(WHAT TO PRODUCE) Reproduce nothing but the closing run of lines: the line with "Consider the photo above. For each instance of the dark" and each line that follows it to the end of the data.

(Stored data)
# # # #

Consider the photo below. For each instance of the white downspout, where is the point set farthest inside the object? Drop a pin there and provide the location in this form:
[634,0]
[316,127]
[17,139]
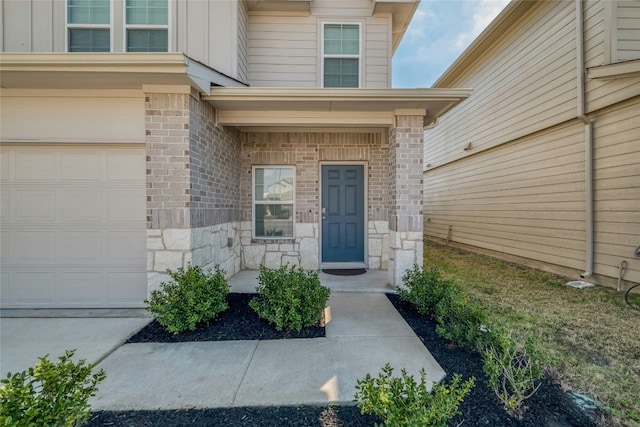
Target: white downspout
[588,141]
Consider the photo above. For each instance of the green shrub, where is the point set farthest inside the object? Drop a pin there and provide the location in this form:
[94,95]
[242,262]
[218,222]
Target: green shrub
[464,322]
[49,394]
[401,401]
[290,298]
[425,288]
[514,369]
[193,297]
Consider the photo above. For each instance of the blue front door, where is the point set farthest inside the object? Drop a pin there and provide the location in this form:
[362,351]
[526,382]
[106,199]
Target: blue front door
[342,210]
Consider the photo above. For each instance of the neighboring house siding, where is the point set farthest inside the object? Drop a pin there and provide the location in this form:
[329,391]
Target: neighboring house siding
[525,198]
[519,191]
[628,33]
[285,51]
[528,82]
[243,49]
[617,188]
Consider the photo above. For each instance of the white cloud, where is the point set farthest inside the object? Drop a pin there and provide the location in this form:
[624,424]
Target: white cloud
[484,12]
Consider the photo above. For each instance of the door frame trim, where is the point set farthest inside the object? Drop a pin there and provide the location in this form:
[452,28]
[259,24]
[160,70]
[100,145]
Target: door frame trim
[365,236]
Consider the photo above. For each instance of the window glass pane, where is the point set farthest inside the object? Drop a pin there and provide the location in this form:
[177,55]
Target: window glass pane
[341,39]
[89,40]
[341,72]
[147,12]
[273,184]
[147,40]
[274,220]
[88,11]
[350,47]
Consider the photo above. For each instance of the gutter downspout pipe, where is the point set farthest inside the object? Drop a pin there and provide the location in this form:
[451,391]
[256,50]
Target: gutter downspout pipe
[588,141]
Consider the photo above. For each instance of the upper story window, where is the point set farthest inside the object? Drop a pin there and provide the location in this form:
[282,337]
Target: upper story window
[273,202]
[147,25]
[341,55]
[89,25]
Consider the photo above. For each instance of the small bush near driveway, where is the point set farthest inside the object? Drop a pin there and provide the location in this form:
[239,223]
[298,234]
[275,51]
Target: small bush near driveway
[49,394]
[401,401]
[290,297]
[193,297]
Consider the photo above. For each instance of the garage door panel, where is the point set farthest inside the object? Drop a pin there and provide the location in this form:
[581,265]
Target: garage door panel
[81,205]
[82,287]
[32,247]
[125,205]
[81,165]
[122,286]
[73,226]
[122,165]
[126,247]
[4,244]
[77,247]
[33,164]
[4,165]
[30,288]
[5,203]
[35,205]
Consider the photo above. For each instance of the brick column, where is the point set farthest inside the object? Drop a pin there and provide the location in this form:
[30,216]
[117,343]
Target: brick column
[168,183]
[406,199]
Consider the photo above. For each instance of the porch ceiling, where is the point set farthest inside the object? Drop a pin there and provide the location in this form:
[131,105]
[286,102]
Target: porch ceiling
[248,108]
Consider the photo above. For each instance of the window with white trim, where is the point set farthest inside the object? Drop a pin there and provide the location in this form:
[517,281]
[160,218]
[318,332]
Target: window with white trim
[273,202]
[146,26]
[88,25]
[341,55]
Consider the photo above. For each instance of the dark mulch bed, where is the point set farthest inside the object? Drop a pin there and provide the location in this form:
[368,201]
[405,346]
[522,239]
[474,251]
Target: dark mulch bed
[238,322]
[550,407]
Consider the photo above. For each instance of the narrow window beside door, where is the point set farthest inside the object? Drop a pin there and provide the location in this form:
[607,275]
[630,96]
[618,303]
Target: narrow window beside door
[273,202]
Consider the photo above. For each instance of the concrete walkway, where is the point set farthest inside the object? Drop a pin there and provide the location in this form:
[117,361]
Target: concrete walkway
[363,332]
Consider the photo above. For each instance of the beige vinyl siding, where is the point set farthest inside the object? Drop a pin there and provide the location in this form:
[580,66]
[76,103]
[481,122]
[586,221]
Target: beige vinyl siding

# # # #

(TASK ANSWER)
Consider the photo above. For each instance of the dark mulch bed, where is the point set farthest inside the object? Drop a pin there and provide the location in this form:
[368,201]
[405,346]
[522,239]
[474,251]
Target: dark mulch bed
[238,322]
[550,407]
Consider the photo above. For each instance of the narrow window beside door, where is the point set farthest inside the object? Drop a pin there and provide the location in this form:
[607,275]
[630,96]
[618,303]
Target: narrow window beside door
[273,202]
Consider the photo above. For each instance of the concrete walkway, where is the point set farthest inside the object? Drop a pin there and provide the location in this form:
[117,361]
Target: concrete walkway
[363,332]
Consider the photo above. For each instance of the beige vinyl siding, where is the point set farthest inside the object? Drop a pin there and provide the location in this form:
[580,66]
[76,103]
[481,122]
[586,221]
Target: beige vinyl siding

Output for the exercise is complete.